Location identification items
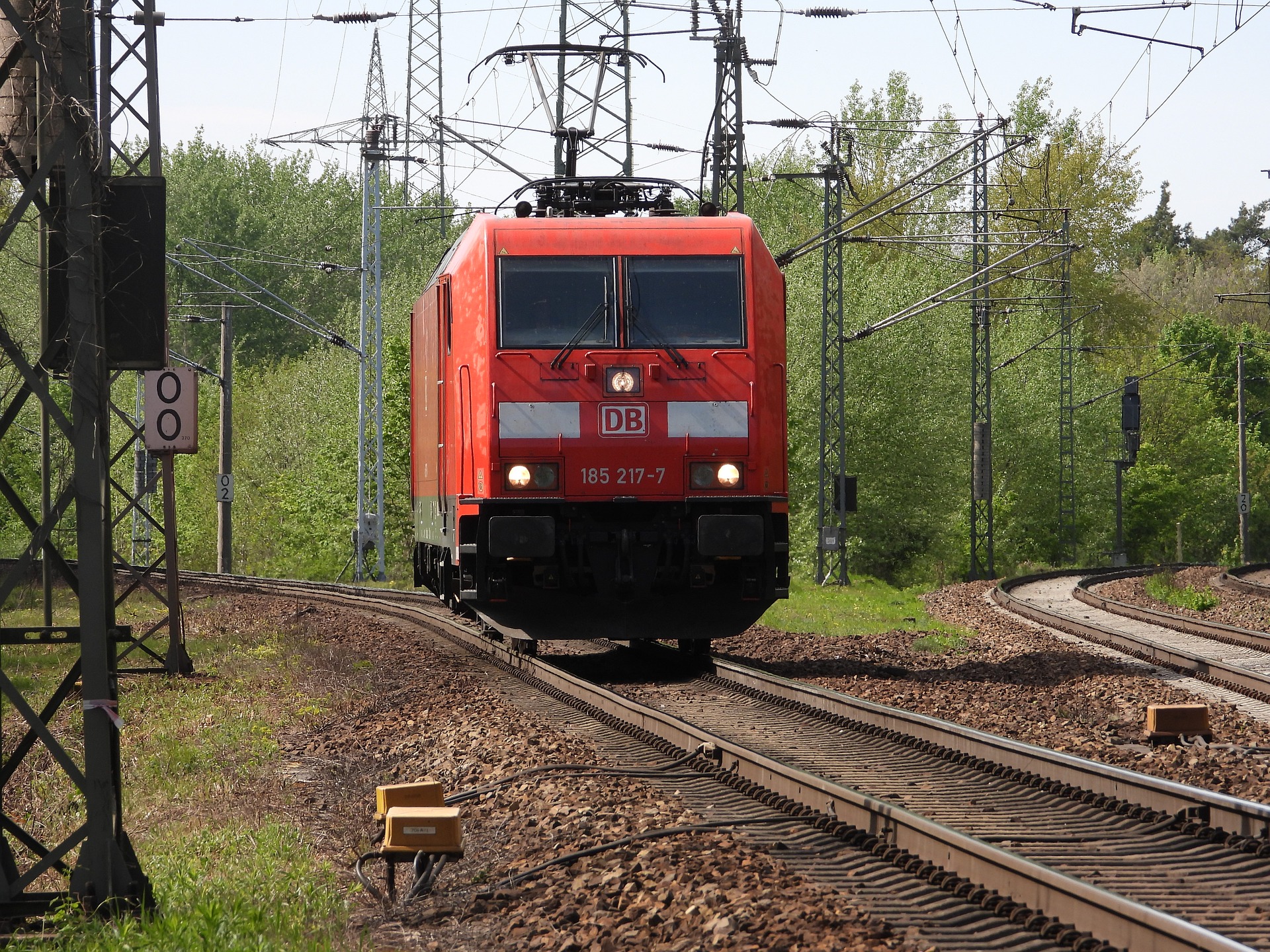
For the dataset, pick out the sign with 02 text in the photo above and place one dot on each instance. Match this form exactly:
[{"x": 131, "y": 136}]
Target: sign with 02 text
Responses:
[{"x": 172, "y": 411}]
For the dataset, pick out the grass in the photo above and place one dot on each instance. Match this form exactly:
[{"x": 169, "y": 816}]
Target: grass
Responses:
[
  {"x": 235, "y": 888},
  {"x": 1164, "y": 587},
  {"x": 865, "y": 607},
  {"x": 198, "y": 758}
]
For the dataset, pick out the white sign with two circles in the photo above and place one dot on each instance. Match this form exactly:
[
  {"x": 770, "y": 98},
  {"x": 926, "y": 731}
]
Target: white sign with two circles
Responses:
[{"x": 172, "y": 411}]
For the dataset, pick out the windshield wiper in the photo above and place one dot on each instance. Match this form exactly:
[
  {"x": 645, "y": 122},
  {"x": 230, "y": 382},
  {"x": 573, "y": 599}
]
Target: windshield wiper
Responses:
[
  {"x": 558, "y": 361},
  {"x": 662, "y": 343}
]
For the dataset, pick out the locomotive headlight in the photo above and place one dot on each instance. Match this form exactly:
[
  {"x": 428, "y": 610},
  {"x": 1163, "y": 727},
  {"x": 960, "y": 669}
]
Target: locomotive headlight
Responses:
[
  {"x": 714, "y": 475},
  {"x": 624, "y": 381}
]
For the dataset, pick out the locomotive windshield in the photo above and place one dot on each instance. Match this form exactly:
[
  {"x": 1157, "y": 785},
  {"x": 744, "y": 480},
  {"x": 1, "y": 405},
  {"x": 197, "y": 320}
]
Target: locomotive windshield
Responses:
[
  {"x": 545, "y": 302},
  {"x": 683, "y": 301}
]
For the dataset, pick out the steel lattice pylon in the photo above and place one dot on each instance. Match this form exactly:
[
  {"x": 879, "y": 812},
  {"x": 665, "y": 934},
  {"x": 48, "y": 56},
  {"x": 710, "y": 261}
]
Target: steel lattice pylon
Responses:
[
  {"x": 981, "y": 372},
  {"x": 727, "y": 157},
  {"x": 376, "y": 125},
  {"x": 423, "y": 102},
  {"x": 577, "y": 97},
  {"x": 130, "y": 92},
  {"x": 106, "y": 873},
  {"x": 1066, "y": 412},
  {"x": 831, "y": 493}
]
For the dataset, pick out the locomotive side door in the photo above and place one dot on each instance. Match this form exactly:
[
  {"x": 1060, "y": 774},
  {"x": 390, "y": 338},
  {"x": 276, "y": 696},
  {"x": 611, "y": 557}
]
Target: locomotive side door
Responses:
[
  {"x": 427, "y": 409},
  {"x": 444, "y": 328}
]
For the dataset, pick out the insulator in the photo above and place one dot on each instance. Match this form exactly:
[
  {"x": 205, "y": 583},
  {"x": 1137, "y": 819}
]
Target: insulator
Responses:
[{"x": 355, "y": 17}]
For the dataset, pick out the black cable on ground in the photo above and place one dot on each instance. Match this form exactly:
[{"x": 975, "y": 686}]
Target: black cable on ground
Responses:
[
  {"x": 635, "y": 837},
  {"x": 586, "y": 771},
  {"x": 361, "y": 876}
]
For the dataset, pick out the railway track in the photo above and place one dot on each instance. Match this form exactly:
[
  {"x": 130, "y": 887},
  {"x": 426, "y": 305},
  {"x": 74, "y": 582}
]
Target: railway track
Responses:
[
  {"x": 1250, "y": 579},
  {"x": 1232, "y": 658},
  {"x": 1067, "y": 851}
]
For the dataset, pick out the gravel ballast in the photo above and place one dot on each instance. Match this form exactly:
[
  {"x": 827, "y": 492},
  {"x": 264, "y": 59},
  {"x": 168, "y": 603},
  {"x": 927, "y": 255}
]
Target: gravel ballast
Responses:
[
  {"x": 1019, "y": 682},
  {"x": 1235, "y": 608},
  {"x": 429, "y": 709}
]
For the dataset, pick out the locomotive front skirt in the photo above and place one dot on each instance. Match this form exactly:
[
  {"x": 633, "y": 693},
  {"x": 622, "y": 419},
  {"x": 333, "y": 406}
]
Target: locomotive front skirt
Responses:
[{"x": 599, "y": 430}]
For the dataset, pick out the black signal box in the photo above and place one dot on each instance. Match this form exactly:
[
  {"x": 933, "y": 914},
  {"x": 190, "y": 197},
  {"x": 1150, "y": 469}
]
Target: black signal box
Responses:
[{"x": 134, "y": 270}]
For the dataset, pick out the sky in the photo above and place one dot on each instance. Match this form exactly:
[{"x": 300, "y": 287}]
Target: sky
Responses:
[{"x": 1197, "y": 121}]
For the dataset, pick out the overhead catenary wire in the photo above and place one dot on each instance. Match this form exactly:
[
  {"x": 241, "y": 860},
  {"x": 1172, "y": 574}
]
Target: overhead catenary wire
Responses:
[{"x": 1142, "y": 377}]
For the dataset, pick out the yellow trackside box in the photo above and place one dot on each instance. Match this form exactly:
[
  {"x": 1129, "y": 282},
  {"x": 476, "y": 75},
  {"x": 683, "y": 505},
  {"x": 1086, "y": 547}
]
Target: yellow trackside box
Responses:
[
  {"x": 426, "y": 793},
  {"x": 1179, "y": 719},
  {"x": 429, "y": 829}
]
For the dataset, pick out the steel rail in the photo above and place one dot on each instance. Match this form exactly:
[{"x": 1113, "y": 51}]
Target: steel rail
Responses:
[
  {"x": 1230, "y": 634},
  {"x": 1206, "y": 666},
  {"x": 1111, "y": 917},
  {"x": 1245, "y": 818},
  {"x": 1234, "y": 579}
]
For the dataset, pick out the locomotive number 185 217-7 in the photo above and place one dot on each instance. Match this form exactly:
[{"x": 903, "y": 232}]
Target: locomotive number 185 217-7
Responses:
[{"x": 621, "y": 475}]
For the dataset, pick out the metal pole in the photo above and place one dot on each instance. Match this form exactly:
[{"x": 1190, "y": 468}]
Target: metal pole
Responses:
[
  {"x": 831, "y": 555},
  {"x": 101, "y": 873},
  {"x": 225, "y": 512},
  {"x": 177, "y": 660},
  {"x": 1244, "y": 466},
  {"x": 981, "y": 374},
  {"x": 560, "y": 78},
  {"x": 1118, "y": 556},
  {"x": 46, "y": 504},
  {"x": 1066, "y": 412}
]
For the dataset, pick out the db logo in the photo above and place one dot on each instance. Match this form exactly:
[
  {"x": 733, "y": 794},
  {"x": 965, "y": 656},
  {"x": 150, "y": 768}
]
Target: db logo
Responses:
[{"x": 624, "y": 420}]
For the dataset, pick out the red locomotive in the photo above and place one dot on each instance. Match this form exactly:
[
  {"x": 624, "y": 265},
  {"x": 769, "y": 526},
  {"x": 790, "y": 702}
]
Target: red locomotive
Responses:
[{"x": 599, "y": 432}]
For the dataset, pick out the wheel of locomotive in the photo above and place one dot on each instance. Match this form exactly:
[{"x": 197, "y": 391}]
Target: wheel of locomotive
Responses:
[{"x": 446, "y": 574}]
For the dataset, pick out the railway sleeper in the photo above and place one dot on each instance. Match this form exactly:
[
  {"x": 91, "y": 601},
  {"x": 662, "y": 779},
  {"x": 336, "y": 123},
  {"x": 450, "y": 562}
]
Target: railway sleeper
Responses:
[
  {"x": 1002, "y": 906},
  {"x": 1191, "y": 822}
]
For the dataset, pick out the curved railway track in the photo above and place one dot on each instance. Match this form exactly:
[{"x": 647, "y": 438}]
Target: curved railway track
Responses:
[
  {"x": 1232, "y": 658},
  {"x": 1089, "y": 856},
  {"x": 1249, "y": 579}
]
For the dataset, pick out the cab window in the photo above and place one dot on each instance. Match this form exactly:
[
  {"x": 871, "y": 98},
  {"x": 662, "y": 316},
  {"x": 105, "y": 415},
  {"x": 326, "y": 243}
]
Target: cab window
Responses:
[
  {"x": 550, "y": 301},
  {"x": 685, "y": 301}
]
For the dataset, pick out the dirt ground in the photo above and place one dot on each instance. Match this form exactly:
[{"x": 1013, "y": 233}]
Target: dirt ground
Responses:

- Short task -
Locate "For the dataset, pick out the curved" in the data above. Then repeat, exactly, its line and each line after it through the last, adding nothing.

- Answer to this exercise -
For the dataset, pick out the curved railway track in the photo above and place one dot on each instance. Match this form exactly:
[{"x": 647, "y": 438}]
Target: curved railway track
Responses:
[
  {"x": 1232, "y": 658},
  {"x": 1089, "y": 856},
  {"x": 1249, "y": 579}
]
For the dataset, pick out the cab window in the photo above and place one dot on each instance. Match this form exactly:
[
  {"x": 871, "y": 98},
  {"x": 662, "y": 316},
  {"x": 105, "y": 415},
  {"x": 326, "y": 243}
]
Target: cab window
Responses:
[
  {"x": 550, "y": 301},
  {"x": 685, "y": 301}
]
For the dataset, pick out the dirt ground in the photo above and place one dot on each instance. Match this form exactly:
[{"x": 1013, "y": 233}]
Target: dirt ground
Responses:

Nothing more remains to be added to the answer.